Make a New Normal

There must be something I should be doing.

A photo of breaking waves

Proper 7B | Mark 4:35-41


“There must be something else I should be doing.”

That’s a thing isn’t it? The kind of toxic phrase that eats, not at your behavior, but your very sense of self.

We try to convince ourselves that what we are doing, we shouldn’t be. That there must be something more important than this.

And what is “this” usually?

Resting.
Sitting.
Talking with friends.

The rebuke of our own behavior, of even rest itself, is a stunning practice for a person of faith. Unsurprising, however, for a culture priding itself on the development of the always-on gig economy.

Here’s something else to say.

When we’re getting antsy and feeling like we ought to be doing something else. Offer yourself something like “What would I miss if I left this moment?”

What would I miss if I chose to see this moment as trash, tossed aside for something better?

Would I miss the time spent with a friend? A child? With ourselves?

Would I miss the quiet, the space, the slow pace?

We aren’t “trading up” for something better or more important. We are throwing away something deeply important because we’re convinced we have to do something else.

This is why we Sabbath.

Why we rest and reconnect. Love and embrace. Why we need the time, space, and commitment to being at its most existential form.

To be — Not to do. Or to be defined by what we do. Reduced and dehumanized.

We Sabbath to connect. Love. Discern. Hope. Play. Pray.

▶ [WORK TO COMPLETE]:
1: Summarize the Sabbath reflection in two sentences.
2: Extend the Sabbath reflection with a few more short paragraphs that pick up after its final line.

▶ [DATASET RECORDS]:
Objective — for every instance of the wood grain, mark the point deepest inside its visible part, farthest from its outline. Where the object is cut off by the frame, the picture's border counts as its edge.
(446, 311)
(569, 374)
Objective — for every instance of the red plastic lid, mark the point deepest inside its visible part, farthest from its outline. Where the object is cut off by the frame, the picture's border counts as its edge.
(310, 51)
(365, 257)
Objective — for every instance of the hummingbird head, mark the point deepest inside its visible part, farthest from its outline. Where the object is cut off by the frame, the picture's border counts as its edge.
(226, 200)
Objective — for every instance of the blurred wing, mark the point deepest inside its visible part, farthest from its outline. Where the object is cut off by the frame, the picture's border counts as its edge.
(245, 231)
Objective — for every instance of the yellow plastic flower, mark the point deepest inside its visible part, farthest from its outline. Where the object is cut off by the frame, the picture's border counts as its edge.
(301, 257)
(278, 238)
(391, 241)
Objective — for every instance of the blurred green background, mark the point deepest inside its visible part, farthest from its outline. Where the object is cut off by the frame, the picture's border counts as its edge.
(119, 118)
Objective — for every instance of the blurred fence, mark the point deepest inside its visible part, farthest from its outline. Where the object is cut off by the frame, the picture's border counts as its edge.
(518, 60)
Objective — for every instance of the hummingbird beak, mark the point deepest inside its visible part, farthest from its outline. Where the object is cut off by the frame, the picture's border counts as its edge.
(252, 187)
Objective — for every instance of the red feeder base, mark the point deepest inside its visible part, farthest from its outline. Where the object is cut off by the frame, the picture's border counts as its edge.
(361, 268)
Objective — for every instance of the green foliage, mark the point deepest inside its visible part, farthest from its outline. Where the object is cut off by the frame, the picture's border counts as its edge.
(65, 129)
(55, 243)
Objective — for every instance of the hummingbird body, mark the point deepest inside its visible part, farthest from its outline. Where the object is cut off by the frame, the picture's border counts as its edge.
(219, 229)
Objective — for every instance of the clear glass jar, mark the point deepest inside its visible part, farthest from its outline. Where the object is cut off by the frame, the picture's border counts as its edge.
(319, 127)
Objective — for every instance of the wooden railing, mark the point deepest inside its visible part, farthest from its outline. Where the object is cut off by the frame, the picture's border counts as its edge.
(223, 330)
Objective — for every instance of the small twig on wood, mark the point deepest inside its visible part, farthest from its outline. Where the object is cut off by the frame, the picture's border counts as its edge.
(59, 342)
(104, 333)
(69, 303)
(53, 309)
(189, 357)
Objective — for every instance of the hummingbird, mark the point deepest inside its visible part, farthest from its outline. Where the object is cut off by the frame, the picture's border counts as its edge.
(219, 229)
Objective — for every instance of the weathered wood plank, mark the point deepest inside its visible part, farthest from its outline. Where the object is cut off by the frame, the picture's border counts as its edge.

▶ [ANSWERS GIVEN]:
1: The Sabbath reflection says that the thought "There must be something else I should be doing" eats at our sense of self and leads us to rebuke even rest, sitting, and talking with friends. It proposes asking what we would miss if we left the moment, and it says this is why we Sabbath: to be rather than to do, and to connect, love, discern, hope, play, and pray.

2:
So Jesus sleeps in the boat.

Which is comical, certainly. Sleeping in the midst of chaos. It is a kind of humorous juxtaposition that is as unsettling as it is improbable. But tell me that isn’t what it feels like to rest when our brains think we should be doing something else!

Isn’t this what we think we look like? A lazy, inconsiderate jerk who doesn’t know (how can’t he know?) that we’re all in mortal peril?

He sleeps when death is imminent. Like us when we dare stop to feed ourselves. Or take a nap. Or put time between meetings. Even sit long enough to read a book.

Can we even do that, by the way? Read books? Without the brain’s furious imposition—Don’t you have something better to do?

Maybe it isn’t words directly offered. Maybe it is a mere sensation. Like we can’t. Like our eyes and brain don’t connect. Sorry, I know you’ve read that paragraph three times, but it is just not going to stick.

And we think the answer is to not read. To do something else. Rather than to relax so we can. To make room in our lives, our hearts, our conscious selves for this one thing.

Rest, learn, become—it all goes together in this.

Be.

Jesus sleeps in the boat because they aren’t going to die. This isn’t a story only about the disciple’s fear. It is also about Jesus’s faith.

They aren’t going to die.

Jesus commands even the storm.

The storms that rage around us. Confusing us and chilling us to our bones.

The question is not a matter of death, because in this moment, we are not dying. The question is only why do we fear? Why do we not sleep?

These followers are disciples. Their singular job is to follow their rabbi. Imitate him. To literaly watch him and do what he does. Not just on the still paths of a dusty countryside, but in the middle of the storm, when tempest winds stir the rage of the waves. The disciples soaked and fearing death, where is their discipleship?

It is asleep in them like Jesus at the back of the boat. It slumbers. Perhaps it waits to be roused.

Is it possible that our first job is as we know it is. And that it is always our second to wake our discipleship—that we might no longer fear? That we may follow Jesus once again?